EXERCISE TEXT>
=====
US benchmark equity indexes were little changed intraday as President Donald Trump claimed that Iran violated the ceasefire agreement.
The Nasdaq Composite was up 0.1% at 25,390.4 after midday Friday, while the S&P 500 rose 0.1% to 7,367.4. The Dow Jones Industrial Average was just above the flatline at 51,922. Among sectors, healthcare paced the gainers, while industrials saw the biggest drop.
Trump accused Iran of launching drone attacks on ships passing through the Strait of Hormuz, more than a week after Washington and Tehran signed an interim peace agreement that includes the reopening of the crucial waterway for crude oil shipments.
"This is a foolish violation of our ceasefire agreement," Trump said in a social media post Friday.
Iran hit a vessel in the Strait of Hormuz on Thursday, disrupting evacuations of stranded seafarers, CNN reported.
West Texas Intermediate crude oil was down 3.5% at $69.43 a barrel intraday, while Brent fell 4.2% to $72.12. Both benchmarks were on track for weekly declines of more than 9%, with Brent headed for its sixth consecutive weekly fall.
"Oil was on track for a weekly decline after transits through the Strait of Hormuz accelerated, although an attack on a cargo ship by an 'unknown projectile' has renewed concerns about safe passage through the vital waterway," Saxo Bank said in a report Friday.
In a separate social media post, Trump threatened to impose a 100% tariff on all goods from any European country that implements a digital services tax on US companies.
"This tariff will supersede trade deals made with the country, whether implemented, signed, or not," Trump said.
US Treasury yields were lower intraday, with the two-year rate down 4.1 basis points at 4.09% and the 10-year rate falling 1.7 basis points to 4.38%.
Minneapolis Federal Reserve President Neel Kashkari said that an interest rate increase looks necessary this year.
"In March, I had penciled in one rate cut by the end of the year. In June, I've changed that to one rate hike by the end of the year," Kashkari, a Federal Open Market Committee voter this year, said during a panel discussion at the Aspen Ideas Festival, according to a CNBC report. "It's a pencil, and so we're going to have to see how the data comes in."
The Fed is likely to maintain interest rates stable for the rest of the year as inflation looks set to ease, Morgan Stanley said Friday in a report.
=====
RECORD SET>
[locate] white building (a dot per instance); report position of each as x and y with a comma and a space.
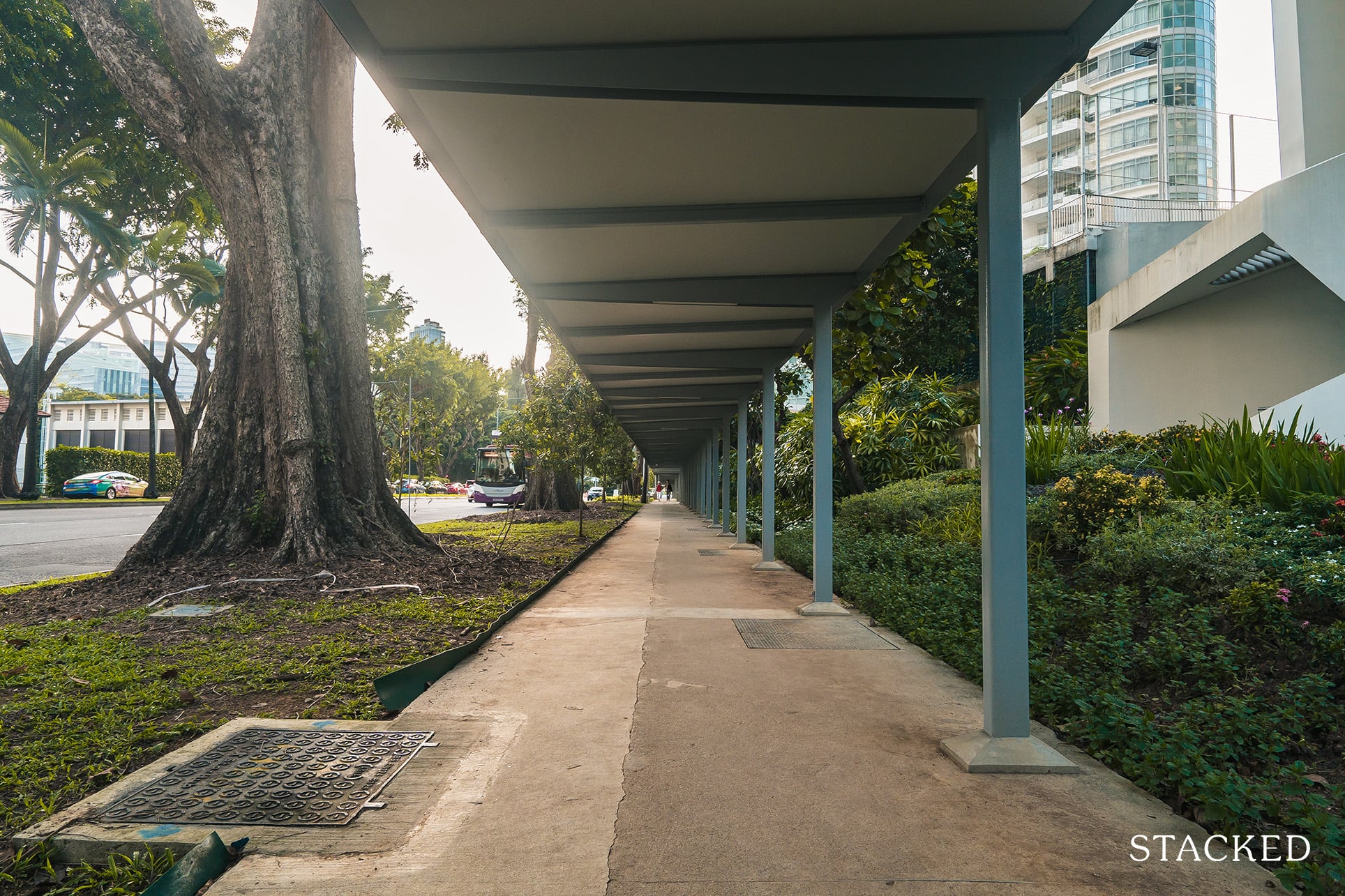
1250, 310
108, 367
429, 331
123, 425
1149, 82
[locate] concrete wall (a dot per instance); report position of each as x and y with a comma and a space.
1309, 72
1321, 409
1254, 343
1127, 248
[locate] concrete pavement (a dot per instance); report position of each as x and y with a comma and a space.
629, 743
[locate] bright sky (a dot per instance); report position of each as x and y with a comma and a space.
423, 237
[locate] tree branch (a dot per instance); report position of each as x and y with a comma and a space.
20, 275
69, 351
194, 57
143, 79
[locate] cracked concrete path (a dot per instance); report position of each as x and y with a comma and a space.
634, 745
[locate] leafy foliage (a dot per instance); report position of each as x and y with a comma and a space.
899, 427
1056, 377
1051, 436
1270, 463
1091, 499
53, 89
919, 310
453, 397
1197, 651
566, 427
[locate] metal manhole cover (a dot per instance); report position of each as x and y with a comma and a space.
810, 634
275, 777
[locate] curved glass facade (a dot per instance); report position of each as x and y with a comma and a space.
1177, 78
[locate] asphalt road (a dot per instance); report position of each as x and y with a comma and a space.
45, 542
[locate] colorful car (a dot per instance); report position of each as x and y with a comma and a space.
110, 485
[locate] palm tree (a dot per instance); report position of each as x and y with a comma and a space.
38, 192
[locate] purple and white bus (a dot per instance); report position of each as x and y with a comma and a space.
501, 476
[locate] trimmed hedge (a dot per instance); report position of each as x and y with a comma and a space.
66, 462
1197, 650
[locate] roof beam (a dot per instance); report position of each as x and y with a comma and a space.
708, 412
691, 327
784, 291
857, 72
726, 213
705, 358
708, 390
649, 404
611, 380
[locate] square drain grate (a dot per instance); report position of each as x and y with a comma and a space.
810, 634
275, 777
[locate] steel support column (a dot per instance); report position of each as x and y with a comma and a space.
742, 519
1007, 743
713, 494
768, 563
724, 479
822, 576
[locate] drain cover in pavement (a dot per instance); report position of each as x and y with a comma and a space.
275, 777
810, 634
193, 609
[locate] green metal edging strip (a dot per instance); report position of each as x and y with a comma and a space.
204, 863
398, 688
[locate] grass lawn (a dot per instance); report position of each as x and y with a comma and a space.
88, 697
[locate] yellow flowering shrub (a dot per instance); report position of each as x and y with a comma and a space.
1090, 499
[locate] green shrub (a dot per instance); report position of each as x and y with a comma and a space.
1191, 552
66, 462
1094, 498
1268, 464
1051, 436
1199, 654
901, 505
1056, 377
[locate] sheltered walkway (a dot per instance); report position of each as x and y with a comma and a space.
627, 742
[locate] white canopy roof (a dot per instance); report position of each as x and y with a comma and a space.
679, 185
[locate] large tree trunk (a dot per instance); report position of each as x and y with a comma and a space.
288, 454
552, 490
13, 424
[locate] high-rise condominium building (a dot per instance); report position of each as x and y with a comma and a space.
1134, 121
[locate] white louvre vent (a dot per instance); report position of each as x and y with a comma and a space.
1269, 257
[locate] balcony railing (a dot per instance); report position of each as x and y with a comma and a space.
1063, 126
1065, 165
1076, 214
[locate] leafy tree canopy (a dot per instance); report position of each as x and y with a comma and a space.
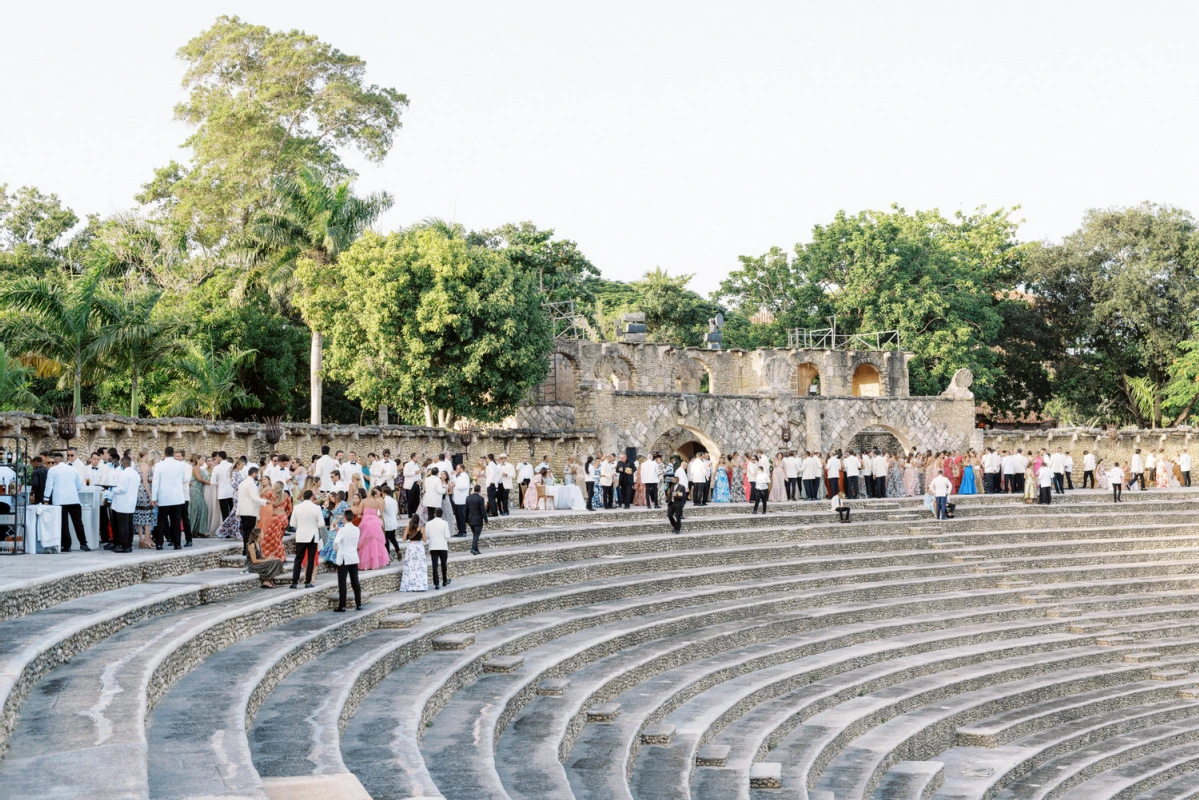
265, 104
428, 325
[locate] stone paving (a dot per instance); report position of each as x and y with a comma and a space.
1016, 651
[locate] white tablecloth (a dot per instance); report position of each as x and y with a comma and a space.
567, 498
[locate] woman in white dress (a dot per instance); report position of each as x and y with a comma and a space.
415, 576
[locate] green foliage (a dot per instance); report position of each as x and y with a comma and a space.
425, 323
55, 324
264, 104
1118, 296
14, 379
206, 384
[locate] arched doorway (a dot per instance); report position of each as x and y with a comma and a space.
684, 441
806, 379
867, 382
880, 437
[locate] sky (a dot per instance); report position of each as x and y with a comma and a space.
673, 134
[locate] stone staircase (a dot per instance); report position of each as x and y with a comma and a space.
1016, 651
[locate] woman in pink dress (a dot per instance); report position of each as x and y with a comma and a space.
372, 546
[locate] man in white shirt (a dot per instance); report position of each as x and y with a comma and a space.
791, 467
413, 486
696, 475
811, 475
350, 467
249, 501
1138, 470
1088, 469
168, 493
1046, 480
125, 503
832, 469
1058, 465
507, 479
867, 473
651, 471
307, 519
493, 479
853, 469
608, 480
435, 533
324, 469
880, 474
1115, 476
1007, 469
941, 487
62, 487
1019, 463
223, 482
345, 546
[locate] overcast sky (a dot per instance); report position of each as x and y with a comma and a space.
672, 134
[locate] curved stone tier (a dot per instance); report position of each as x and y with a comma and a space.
1013, 653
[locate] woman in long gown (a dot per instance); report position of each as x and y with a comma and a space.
415, 576
721, 492
736, 485
372, 546
909, 479
530, 499
197, 506
230, 527
210, 499
895, 479
968, 486
639, 498
272, 535
777, 481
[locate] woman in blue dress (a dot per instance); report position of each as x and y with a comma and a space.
721, 489
968, 482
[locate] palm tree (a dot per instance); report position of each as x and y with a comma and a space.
137, 336
311, 217
14, 395
54, 324
209, 384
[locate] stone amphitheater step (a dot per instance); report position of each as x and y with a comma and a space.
36, 643
760, 680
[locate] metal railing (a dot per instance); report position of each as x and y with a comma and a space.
827, 338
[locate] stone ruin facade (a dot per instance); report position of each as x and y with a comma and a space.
658, 397
612, 396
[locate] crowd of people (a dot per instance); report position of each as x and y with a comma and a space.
347, 513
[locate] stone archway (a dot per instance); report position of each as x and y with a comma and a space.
686, 441
884, 437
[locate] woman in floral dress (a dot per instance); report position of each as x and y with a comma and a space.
272, 534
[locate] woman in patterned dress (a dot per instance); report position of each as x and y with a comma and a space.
277, 524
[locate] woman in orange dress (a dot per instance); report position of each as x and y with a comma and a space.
272, 521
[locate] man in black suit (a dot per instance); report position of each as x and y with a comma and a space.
676, 498
476, 516
625, 471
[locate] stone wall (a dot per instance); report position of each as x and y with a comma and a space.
1108, 445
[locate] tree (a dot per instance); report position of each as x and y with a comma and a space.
208, 384
429, 325
311, 218
1118, 296
137, 337
14, 395
264, 104
55, 324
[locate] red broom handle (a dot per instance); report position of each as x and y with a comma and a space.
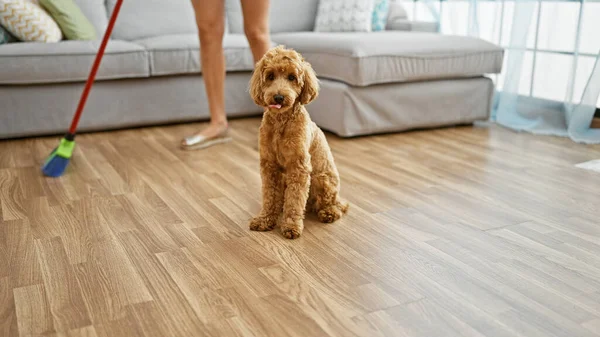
92, 76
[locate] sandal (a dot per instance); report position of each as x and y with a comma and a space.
200, 142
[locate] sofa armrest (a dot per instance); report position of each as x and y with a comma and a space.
409, 25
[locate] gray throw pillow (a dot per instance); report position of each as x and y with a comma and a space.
344, 16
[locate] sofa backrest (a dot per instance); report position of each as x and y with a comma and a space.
95, 11
284, 16
139, 19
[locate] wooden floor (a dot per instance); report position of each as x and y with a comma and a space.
454, 232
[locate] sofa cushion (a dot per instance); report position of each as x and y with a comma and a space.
139, 19
95, 11
284, 16
180, 54
69, 61
362, 59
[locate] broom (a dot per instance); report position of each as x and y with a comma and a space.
57, 162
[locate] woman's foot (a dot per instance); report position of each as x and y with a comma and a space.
215, 133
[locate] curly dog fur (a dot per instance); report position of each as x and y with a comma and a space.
296, 165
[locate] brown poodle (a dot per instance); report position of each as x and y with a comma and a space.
297, 168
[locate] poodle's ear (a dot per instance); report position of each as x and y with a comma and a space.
310, 88
256, 83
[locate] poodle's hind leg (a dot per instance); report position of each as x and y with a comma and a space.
327, 203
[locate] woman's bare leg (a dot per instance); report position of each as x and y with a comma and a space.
256, 26
210, 18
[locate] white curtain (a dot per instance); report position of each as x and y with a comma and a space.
550, 82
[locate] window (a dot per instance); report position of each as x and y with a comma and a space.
562, 41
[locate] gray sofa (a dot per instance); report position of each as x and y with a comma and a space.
389, 81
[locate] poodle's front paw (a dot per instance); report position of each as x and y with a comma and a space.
263, 223
329, 214
292, 229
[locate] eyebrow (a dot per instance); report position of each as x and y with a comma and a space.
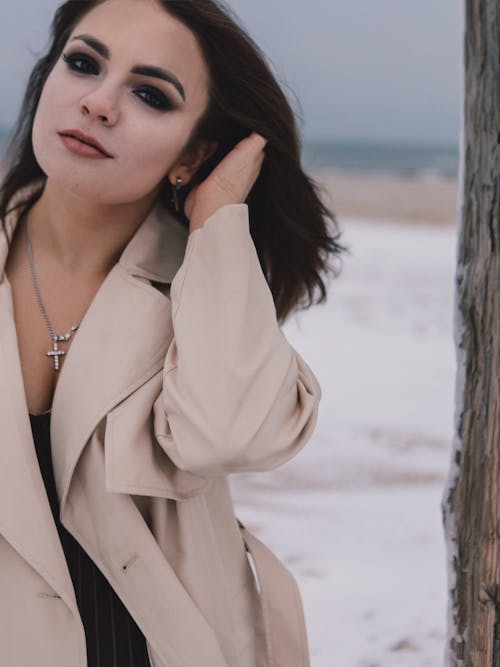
=====
TASK DESCRIPTION> How does the market report on US stocks, oil and the Fed continue after its last sentence? Write the next few sentences.

EXERCISE RESULT>
"We believe tariff pass through is ending, paving the way for substantial disinflation in core goods over the next year, and the recently signed (memorandum of understanding) between the US and Iran has helped push oil prices back toward pre-conflict levels," Morgan Stanley Chief US Economist Michael Gapen wrote. "In addition, we look for further moderation in shelter inflation and some payback from residual seasonality into year end."
US consumer sentiment increased in June amid moderating gasoline prices, while inflation expectations eased, a survey by the University of Michigan showed.
In company news, IBM (IBM) shares were up 4.6% intraday, the second-best performer on the Dow. The company's technology capable of producing chips smaller than one nanometer represents a "major moment" for the semiconductor industry amid increasing artificial intelligence workloads, Wedbush Securities said in a note on Friday.
Microsoft rose 4.7%, the top gainer on the Dow.
OpenAI is leaning toward delaying its initial public offering until next year, the New York Times reported Thursday, citing three people involved in the company's deliberations.
Onsemi (ON) shares slid nearly 24% intraday, the steepest drop on the S&P 500, after the chipmaker agreed to acquire semiconductor company Synaptics (SYNA) in a deal with an enterprise value of about $7 billion. Synaptics shares rose 0.2%.
Gold was up 1.1% at $4,091.50 per troy ounce, while silver advanced 1.2% to $59.04 per ounce.
Spot gold was headed for its fourth weekly fall as expectations of US interest rate hikes combined with a stronger dollar weighed on the yellow metal.